*GIVEN PROBLEM*
Rewrite the rows from the line containing "Where can the building" through the end of the rows, keeping the requests and their sample points unchanged. Shift every coordinate in the answers by adding 55 to it.

(Named-object pointing rows)
** begin **

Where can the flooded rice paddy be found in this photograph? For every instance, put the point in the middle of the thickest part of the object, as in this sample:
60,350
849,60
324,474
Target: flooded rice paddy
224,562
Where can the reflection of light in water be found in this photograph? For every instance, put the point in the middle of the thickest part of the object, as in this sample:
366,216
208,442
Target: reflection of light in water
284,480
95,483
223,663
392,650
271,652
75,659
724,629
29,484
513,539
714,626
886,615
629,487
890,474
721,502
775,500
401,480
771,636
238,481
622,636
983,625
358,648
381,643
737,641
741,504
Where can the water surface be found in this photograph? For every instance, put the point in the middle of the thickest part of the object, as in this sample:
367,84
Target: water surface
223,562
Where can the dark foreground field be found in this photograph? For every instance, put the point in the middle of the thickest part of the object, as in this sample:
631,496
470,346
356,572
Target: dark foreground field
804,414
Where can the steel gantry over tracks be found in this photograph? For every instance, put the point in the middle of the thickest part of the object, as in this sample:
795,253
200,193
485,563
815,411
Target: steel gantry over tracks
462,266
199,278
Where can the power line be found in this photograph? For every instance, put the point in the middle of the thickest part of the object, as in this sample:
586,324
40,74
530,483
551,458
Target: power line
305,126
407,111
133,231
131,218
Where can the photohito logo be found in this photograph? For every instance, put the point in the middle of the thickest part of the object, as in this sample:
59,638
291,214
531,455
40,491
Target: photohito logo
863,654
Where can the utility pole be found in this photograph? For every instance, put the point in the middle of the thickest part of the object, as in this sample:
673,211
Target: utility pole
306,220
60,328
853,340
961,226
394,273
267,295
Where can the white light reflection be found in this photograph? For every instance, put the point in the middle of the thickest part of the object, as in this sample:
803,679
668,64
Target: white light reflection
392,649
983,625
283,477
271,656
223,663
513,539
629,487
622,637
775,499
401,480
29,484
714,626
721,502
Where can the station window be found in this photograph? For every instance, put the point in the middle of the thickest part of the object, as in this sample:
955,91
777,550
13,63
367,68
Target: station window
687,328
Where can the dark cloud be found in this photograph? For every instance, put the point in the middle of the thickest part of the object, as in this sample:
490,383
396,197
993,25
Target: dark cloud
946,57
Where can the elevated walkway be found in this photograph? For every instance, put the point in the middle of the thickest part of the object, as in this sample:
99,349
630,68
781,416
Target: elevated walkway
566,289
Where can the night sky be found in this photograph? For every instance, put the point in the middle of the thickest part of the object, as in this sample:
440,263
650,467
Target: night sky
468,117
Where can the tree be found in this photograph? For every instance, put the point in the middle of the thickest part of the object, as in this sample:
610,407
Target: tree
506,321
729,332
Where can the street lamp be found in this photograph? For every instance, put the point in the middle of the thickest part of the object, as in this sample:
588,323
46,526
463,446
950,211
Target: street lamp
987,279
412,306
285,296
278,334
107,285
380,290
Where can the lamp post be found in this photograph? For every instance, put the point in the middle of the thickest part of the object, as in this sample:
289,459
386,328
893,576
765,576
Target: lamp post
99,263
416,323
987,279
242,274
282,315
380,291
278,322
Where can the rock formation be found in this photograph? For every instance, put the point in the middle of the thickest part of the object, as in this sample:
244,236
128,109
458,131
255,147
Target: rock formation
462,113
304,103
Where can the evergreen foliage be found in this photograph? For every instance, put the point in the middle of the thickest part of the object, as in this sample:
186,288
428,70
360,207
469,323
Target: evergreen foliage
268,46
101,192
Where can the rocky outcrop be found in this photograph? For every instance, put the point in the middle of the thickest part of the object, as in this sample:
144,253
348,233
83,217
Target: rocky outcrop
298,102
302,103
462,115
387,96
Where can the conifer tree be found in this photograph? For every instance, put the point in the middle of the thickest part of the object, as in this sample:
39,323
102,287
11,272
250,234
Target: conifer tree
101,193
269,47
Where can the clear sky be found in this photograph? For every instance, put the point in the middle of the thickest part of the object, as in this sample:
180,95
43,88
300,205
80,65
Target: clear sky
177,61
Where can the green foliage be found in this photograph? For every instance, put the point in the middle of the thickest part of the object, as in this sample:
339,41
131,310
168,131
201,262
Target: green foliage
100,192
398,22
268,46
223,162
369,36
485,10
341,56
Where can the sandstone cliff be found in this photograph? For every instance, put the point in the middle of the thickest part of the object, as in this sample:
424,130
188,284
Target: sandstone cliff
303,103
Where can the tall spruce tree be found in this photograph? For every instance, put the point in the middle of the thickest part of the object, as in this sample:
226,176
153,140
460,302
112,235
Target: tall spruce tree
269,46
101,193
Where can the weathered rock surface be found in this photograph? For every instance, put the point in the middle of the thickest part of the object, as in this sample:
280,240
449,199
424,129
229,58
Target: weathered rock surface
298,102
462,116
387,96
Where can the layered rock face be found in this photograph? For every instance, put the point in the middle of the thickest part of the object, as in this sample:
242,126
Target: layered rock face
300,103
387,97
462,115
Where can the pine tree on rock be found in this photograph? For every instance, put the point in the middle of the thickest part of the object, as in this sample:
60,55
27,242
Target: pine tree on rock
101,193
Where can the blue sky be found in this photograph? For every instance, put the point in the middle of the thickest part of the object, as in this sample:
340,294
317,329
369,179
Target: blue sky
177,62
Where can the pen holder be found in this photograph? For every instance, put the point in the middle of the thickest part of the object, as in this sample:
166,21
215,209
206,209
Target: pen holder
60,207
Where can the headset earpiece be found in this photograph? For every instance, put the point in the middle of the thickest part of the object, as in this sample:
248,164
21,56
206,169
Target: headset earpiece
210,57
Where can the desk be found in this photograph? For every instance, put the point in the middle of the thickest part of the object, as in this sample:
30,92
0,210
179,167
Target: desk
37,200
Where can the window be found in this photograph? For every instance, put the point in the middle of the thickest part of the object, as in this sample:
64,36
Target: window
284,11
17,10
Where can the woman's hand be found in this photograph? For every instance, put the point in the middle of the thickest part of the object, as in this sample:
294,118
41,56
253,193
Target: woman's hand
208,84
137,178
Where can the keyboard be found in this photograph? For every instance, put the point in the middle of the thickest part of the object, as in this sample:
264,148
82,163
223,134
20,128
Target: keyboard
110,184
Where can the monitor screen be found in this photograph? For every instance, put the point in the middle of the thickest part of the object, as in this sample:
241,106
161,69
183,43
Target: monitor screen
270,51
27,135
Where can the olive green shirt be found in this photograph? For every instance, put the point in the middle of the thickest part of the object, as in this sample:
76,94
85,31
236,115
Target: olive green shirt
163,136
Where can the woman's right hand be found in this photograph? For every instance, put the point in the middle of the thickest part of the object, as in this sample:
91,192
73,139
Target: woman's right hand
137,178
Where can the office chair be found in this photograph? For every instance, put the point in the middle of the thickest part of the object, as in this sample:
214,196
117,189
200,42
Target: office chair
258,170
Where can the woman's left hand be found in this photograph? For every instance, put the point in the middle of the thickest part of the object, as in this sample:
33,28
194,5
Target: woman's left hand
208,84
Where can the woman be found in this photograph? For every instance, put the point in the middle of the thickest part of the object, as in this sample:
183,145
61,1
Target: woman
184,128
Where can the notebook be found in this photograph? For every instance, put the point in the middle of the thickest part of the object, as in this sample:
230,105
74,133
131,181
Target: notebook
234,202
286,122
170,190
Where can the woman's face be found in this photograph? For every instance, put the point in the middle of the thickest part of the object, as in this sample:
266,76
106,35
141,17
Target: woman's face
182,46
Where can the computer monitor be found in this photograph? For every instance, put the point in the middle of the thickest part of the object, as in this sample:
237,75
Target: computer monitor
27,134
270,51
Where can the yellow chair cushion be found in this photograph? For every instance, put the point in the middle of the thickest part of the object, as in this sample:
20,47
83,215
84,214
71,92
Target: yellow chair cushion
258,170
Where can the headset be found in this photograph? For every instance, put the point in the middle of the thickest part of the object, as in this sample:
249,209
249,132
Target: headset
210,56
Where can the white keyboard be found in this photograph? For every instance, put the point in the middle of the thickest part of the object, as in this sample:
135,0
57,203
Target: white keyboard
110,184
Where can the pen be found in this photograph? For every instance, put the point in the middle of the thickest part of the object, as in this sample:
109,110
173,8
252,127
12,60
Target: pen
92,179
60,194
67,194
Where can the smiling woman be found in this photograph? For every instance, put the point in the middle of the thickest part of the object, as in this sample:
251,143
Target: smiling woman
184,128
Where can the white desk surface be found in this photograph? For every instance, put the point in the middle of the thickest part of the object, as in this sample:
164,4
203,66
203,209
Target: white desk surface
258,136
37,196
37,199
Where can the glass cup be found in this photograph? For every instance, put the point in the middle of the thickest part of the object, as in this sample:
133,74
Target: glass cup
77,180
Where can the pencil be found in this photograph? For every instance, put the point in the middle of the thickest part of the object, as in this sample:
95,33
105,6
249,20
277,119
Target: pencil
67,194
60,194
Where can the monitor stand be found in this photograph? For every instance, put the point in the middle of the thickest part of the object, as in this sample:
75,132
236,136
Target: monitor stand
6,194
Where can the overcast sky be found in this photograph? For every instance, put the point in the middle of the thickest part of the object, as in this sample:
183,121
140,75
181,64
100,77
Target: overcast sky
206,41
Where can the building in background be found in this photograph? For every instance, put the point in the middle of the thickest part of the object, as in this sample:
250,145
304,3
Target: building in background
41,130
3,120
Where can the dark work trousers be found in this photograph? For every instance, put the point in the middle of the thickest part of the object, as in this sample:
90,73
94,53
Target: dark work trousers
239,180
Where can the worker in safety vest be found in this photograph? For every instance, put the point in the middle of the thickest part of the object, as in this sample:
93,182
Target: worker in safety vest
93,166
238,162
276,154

** end **

*EXERCISE RESPONSE*
Where can the building in background be found in this photograph? For every instance, put the point in the middle of the thickest part of the object, as in this sample:
250,145
304,3
Target: building in background
96,185
58,175
Where can the dark work trousers be found in this photograph? For every instance, put the point in the middle of the thickest part of the object, as in this sample:
90,73
94,53
Target: dark work trousers
294,235
Where can the worker in safety vest be found in this photograph? For every instance, put the point in the middle of the thickest part of the object, as in this sample:
93,182
Target: worker in safety vest
148,221
293,217
331,209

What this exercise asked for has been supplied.